BRANO ->
────────────────────

2) Qual è l’errore tecnico più frequente che riscontri nelle nuove leve e cosa suggerisci per porvi rimedio?

Io non sono “nessuno” e non posso suggerire nulla perché ho ricevuto anch’io porte in faccia…Ma non mi preoccupo di questo, vi passerò da morta, perché sono in grado di valutare (e molto severamente) meriti e demeriti di chi opera in campo, sono feroce con me stessa tanto quanto lo sono quei bellimbusti che non si peritano di rispondere neppure con un rigo di diniego ai fantomatici appelli.

3) E degli autori che si autopubblicano cosa pensi? Sbagliano o sono una risorsa in più per la letteratura italiana?

Degli autori che si autotassano per le loro pubblicazioni penso che sono una piccola risorsa in un momento di crisi obiettiva, di oscuramento delle capacità imprenditoriali del paese, una piccolissima addizionale riserva economica che fa vivacchiare i poveri cristi, ma non cambia il principio e la portata del fenomeno. Siamo un popolo che non potrà progredire, non potrà andare troppo lontano, perché troppe sono le incongruenze, le detrazioni morali, le defaillance del sistema. Ci fa difetto l’intelligenza, l’amor proprio, il senso del dovere, l’orgoglio, siamo pecore in un recinto di caproni, per via deduttiva dovremmo essere già naufragati, ci salva il famoso humour, l’allegria degenere, la irrefrenabile ironia di saper sopportare impunemente la defenestrazione di ogni categoria pensante (vedasi scuola, ricerca etc). Ma ancora per quanto tempo?

────────────────────

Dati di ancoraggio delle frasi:
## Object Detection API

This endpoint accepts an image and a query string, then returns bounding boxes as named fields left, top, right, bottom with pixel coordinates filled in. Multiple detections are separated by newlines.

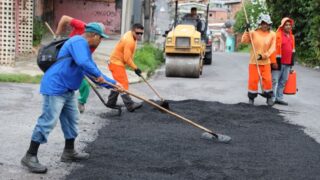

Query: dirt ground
left=66, top=100, right=320, bottom=180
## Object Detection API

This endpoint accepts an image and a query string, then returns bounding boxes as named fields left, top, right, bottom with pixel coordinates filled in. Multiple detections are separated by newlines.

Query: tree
left=233, top=1, right=269, bottom=33
left=266, top=0, right=320, bottom=66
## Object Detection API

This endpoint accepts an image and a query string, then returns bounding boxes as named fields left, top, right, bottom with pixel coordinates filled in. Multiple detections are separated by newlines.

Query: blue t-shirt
left=40, top=36, right=116, bottom=95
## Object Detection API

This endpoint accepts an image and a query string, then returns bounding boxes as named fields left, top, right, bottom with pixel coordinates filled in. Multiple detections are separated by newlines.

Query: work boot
left=106, top=90, right=120, bottom=109
left=248, top=98, right=254, bottom=105
left=21, top=153, right=48, bottom=173
left=275, top=100, right=289, bottom=106
left=78, top=102, right=86, bottom=114
left=266, top=98, right=274, bottom=106
left=60, top=149, right=89, bottom=162
left=121, top=94, right=142, bottom=112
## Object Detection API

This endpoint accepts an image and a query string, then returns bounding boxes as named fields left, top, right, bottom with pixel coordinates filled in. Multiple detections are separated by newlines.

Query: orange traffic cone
left=283, top=70, right=297, bottom=95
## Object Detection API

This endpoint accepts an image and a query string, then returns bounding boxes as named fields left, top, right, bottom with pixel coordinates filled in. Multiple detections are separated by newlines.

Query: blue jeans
left=272, top=64, right=291, bottom=101
left=31, top=91, right=79, bottom=144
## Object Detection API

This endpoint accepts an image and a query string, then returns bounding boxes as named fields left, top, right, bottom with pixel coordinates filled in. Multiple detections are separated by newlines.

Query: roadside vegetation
left=234, top=0, right=320, bottom=67
left=0, top=74, right=42, bottom=84
left=134, top=43, right=164, bottom=76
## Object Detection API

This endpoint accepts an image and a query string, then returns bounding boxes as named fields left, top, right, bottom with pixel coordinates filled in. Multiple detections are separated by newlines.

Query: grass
left=134, top=44, right=164, bottom=75
left=0, top=73, right=42, bottom=84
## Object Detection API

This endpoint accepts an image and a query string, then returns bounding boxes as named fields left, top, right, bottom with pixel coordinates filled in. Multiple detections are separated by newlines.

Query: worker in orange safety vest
left=241, top=14, right=276, bottom=106
left=272, top=17, right=295, bottom=105
left=107, top=24, right=144, bottom=112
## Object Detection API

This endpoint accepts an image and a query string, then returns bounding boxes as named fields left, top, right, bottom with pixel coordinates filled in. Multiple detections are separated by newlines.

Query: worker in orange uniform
left=241, top=14, right=276, bottom=106
left=107, top=24, right=144, bottom=112
left=272, top=17, right=295, bottom=106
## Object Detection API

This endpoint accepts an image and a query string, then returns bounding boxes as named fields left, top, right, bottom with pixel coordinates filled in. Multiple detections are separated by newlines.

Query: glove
left=134, top=68, right=141, bottom=76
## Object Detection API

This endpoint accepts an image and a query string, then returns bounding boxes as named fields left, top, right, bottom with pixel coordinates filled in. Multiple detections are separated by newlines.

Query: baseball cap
left=85, top=22, right=109, bottom=39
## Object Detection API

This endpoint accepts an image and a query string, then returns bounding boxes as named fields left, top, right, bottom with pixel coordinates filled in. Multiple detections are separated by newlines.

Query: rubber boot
left=60, top=149, right=89, bottom=162
left=121, top=94, right=142, bottom=112
left=21, top=153, right=47, bottom=173
left=60, top=139, right=89, bottom=162
left=106, top=90, right=119, bottom=109
left=248, top=92, right=258, bottom=105
left=265, top=91, right=274, bottom=106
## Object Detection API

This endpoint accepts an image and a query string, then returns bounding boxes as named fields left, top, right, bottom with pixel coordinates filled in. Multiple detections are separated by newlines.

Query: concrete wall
left=53, top=0, right=121, bottom=34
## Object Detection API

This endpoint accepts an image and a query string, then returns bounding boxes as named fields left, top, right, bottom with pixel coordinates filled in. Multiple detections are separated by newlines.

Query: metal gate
left=0, top=0, right=33, bottom=65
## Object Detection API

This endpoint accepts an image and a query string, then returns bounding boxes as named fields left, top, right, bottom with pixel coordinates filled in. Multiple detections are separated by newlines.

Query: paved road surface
left=0, top=53, right=320, bottom=179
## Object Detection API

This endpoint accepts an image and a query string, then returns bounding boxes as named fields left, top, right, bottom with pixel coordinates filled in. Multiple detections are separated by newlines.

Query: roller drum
left=165, top=55, right=201, bottom=78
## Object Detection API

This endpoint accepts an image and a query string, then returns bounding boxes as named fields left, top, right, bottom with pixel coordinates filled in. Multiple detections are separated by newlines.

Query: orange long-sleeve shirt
left=110, top=31, right=137, bottom=70
left=241, top=29, right=276, bottom=65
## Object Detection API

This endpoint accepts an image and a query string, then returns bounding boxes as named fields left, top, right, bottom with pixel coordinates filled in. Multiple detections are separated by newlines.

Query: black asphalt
left=66, top=100, right=320, bottom=180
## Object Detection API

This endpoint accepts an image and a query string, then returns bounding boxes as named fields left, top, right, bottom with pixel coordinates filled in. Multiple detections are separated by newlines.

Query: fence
left=0, top=0, right=33, bottom=65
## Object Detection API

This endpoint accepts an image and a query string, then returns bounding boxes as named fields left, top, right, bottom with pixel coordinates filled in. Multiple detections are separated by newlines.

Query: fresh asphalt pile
left=66, top=100, right=320, bottom=180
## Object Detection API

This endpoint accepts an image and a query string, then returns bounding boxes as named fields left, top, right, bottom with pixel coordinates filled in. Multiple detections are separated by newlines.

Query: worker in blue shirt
left=21, top=22, right=122, bottom=173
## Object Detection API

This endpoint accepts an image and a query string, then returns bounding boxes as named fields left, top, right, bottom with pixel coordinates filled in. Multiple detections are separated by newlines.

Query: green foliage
left=32, top=18, right=45, bottom=46
left=233, top=1, right=269, bottom=32
left=266, top=0, right=320, bottom=66
left=134, top=44, right=164, bottom=75
left=0, top=74, right=42, bottom=84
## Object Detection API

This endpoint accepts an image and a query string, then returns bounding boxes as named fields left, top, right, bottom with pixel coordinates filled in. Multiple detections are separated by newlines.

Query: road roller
left=165, top=1, right=209, bottom=78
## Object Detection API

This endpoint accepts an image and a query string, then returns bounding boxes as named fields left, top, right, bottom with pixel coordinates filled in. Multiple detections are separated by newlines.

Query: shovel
left=85, top=77, right=122, bottom=116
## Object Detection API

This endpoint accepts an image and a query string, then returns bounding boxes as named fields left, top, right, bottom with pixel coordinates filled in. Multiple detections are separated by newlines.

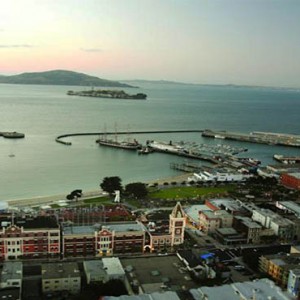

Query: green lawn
left=83, top=197, right=113, bottom=204
left=149, top=185, right=235, bottom=199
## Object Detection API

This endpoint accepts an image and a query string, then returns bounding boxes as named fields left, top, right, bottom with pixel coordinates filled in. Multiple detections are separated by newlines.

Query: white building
left=42, top=262, right=81, bottom=294
left=83, top=257, right=125, bottom=284
left=252, top=209, right=296, bottom=240
left=0, top=261, right=23, bottom=289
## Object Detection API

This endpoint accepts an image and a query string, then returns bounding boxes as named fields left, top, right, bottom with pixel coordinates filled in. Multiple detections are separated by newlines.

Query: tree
left=125, top=182, right=148, bottom=199
left=100, top=176, right=123, bottom=195
left=66, top=190, right=82, bottom=200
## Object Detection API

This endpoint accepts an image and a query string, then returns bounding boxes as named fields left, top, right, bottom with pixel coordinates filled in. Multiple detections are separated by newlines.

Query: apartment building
left=42, top=262, right=81, bottom=294
left=0, top=214, right=60, bottom=260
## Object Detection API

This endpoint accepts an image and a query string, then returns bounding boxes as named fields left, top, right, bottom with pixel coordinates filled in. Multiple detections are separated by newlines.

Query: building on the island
left=190, top=278, right=294, bottom=300
left=232, top=216, right=262, bottom=244
left=0, top=261, right=23, bottom=290
left=199, top=210, right=233, bottom=234
left=280, top=172, right=300, bottom=190
left=42, top=262, right=81, bottom=294
left=287, top=269, right=300, bottom=298
left=83, top=257, right=125, bottom=284
left=0, top=215, right=61, bottom=260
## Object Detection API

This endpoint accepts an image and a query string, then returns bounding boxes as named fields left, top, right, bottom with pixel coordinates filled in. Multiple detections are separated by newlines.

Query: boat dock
left=202, top=129, right=300, bottom=147
left=0, top=131, right=25, bottom=139
left=273, top=154, right=300, bottom=164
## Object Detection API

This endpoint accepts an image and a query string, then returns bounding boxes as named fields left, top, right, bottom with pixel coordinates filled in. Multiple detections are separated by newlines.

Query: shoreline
left=6, top=173, right=193, bottom=207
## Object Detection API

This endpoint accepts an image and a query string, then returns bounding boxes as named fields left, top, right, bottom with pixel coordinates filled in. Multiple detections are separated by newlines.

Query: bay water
left=0, top=82, right=300, bottom=200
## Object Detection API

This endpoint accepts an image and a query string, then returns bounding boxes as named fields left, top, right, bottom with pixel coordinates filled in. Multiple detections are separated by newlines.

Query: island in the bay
left=0, top=70, right=133, bottom=88
left=67, top=89, right=147, bottom=100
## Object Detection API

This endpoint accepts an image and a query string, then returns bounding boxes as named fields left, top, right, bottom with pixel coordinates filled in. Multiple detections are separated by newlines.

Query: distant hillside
left=0, top=70, right=133, bottom=87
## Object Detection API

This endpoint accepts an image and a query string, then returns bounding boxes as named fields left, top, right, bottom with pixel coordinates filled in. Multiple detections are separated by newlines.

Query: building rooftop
left=0, top=287, right=21, bottom=300
left=190, top=278, right=294, bottom=300
left=217, top=227, right=238, bottom=235
left=235, top=216, right=262, bottom=229
left=83, top=260, right=106, bottom=278
left=278, top=201, right=300, bottom=216
left=104, top=291, right=180, bottom=300
left=0, top=215, right=59, bottom=230
left=288, top=172, right=300, bottom=179
left=208, top=198, right=245, bottom=211
left=102, top=257, right=125, bottom=276
left=42, top=262, right=80, bottom=279
left=1, top=261, right=23, bottom=282
left=202, top=209, right=231, bottom=219
left=63, top=222, right=145, bottom=234
left=185, top=204, right=211, bottom=222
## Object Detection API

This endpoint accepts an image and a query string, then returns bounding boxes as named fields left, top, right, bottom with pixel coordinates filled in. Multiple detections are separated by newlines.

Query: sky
left=0, top=0, right=300, bottom=87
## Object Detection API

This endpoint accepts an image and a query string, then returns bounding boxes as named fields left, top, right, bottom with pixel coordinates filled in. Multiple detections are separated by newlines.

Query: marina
left=202, top=129, right=300, bottom=147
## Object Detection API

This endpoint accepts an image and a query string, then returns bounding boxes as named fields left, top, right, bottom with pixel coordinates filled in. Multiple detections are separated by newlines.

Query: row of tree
left=100, top=176, right=148, bottom=199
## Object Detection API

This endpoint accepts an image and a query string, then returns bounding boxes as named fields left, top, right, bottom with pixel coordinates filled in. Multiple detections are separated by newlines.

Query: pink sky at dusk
left=0, top=0, right=300, bottom=87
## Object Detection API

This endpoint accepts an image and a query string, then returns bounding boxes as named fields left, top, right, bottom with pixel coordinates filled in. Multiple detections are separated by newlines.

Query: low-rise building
left=287, top=269, right=300, bottom=298
left=215, top=228, right=247, bottom=245
left=184, top=204, right=214, bottom=229
left=42, top=262, right=81, bottom=294
left=0, top=214, right=60, bottom=260
left=280, top=172, right=300, bottom=190
left=252, top=209, right=296, bottom=241
left=190, top=278, right=294, bottom=300
left=233, top=216, right=262, bottom=244
left=259, top=253, right=300, bottom=287
left=199, top=210, right=233, bottom=234
left=62, top=222, right=146, bottom=257
left=0, top=261, right=23, bottom=289
left=83, top=257, right=125, bottom=284
left=205, top=198, right=248, bottom=215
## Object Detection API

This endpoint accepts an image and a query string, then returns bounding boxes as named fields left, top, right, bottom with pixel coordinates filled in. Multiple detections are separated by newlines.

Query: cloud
left=0, top=44, right=35, bottom=48
left=80, top=48, right=103, bottom=52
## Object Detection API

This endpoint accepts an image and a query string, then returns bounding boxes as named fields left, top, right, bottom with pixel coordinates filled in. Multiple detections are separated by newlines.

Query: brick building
left=0, top=215, right=60, bottom=260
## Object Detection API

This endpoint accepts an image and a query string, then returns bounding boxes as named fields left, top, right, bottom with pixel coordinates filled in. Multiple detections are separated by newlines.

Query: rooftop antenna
left=114, top=190, right=120, bottom=203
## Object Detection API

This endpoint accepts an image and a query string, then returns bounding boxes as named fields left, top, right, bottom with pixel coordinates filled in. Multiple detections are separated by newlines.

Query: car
left=233, top=265, right=245, bottom=271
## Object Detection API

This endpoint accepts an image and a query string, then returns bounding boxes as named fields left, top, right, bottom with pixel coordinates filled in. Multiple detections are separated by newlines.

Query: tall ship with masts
left=96, top=126, right=142, bottom=150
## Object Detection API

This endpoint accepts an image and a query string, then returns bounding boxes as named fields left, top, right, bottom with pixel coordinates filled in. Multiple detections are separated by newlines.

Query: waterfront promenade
left=6, top=173, right=192, bottom=208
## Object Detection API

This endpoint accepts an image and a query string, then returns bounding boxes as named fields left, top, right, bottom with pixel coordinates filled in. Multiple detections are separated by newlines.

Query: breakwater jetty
left=202, top=129, right=300, bottom=147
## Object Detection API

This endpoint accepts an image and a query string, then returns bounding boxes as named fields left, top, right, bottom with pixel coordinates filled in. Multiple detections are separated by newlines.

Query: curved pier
left=55, top=129, right=203, bottom=146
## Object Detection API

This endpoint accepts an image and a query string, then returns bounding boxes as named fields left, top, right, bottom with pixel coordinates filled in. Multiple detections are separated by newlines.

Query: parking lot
left=121, top=255, right=197, bottom=293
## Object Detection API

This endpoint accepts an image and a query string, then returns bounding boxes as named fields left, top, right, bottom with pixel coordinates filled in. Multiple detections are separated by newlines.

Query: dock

────────────────────

ELENCO DEI COMPITI ->
(A) Rispondi a queste domande sull'intervista:
(i) Che cosa dice di aver ricevuto anche chi risponde?
(ii) Come vengono definiti gli autori che si autotassano per le loro pubblicazioni?
(iii) Che cosa ci salva, secondo l'intervista?
(B) Aggiorna il passo dell'intervista che inizia con "2) Qual è l’errore" e finisce con "la letteratura italiana?". Riscrivilo sostituendo "bellimbusti" con "signori".
I record vengono da un'altra fonte.

SOLUZIONI ->
(A)
(i) Porte in faccia.
(ii) Una piccola risorsa in un momento di crisi obiettiva.
(iii) Il famoso humour, l'allegria degenere e l'irrefrenabile ironia di saper sopportare impunemente la defenestrazione di ogni categoria pensante.

(B)
2) Qual è l’errore tecnico più frequente che riscontri nelle nuove leve e cosa suggerisci per porvi rimedio?

Io non sono “nessuno” e non posso suggerire nulla perché ho ricevuto anch’io porte in faccia…Ma non mi preoccupo di questo, vi passerò da morta, perché sono in grado di valutare (e molto severamente) meriti e demeriti di chi opera in campo, sono feroce con me stessa tanto quanto lo sono quei signori che non si peritano di rispondere neppure con un rigo di diniego ai fantomatici appelli.

3) E degli autori che si autopubblicano cosa pensi? Sbagliano o sono una risorsa in più per la letteratura italiana?